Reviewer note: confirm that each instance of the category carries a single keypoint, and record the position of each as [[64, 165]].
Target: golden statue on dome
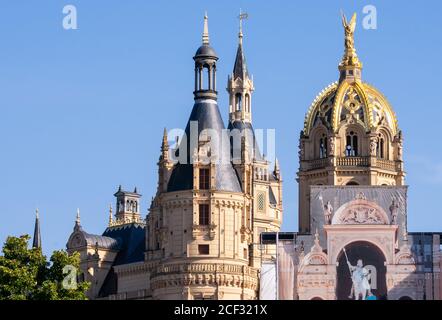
[[350, 57]]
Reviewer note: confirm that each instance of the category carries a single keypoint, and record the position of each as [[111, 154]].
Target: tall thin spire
[[111, 221], [165, 147], [77, 220], [206, 30], [240, 67], [37, 236]]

*Exercise requirements*: Write out all of the rows above again, requests included, and adjust every answer coordinate by adding -52 to it. Omit the pictures.

*Response*:
Reviewer note: confirm that each instance of the category carries a single keypoint, and record the position of each as [[64, 165]].
Target: golden statue on dome
[[298, 5]]
Reviewer note: confirm that each instance of the category carries a single keypoint, and record the position of each as [[111, 154]].
Target: tall thin spire
[[59, 169], [113, 95], [25, 168], [154, -22], [188, 15], [-15, 184]]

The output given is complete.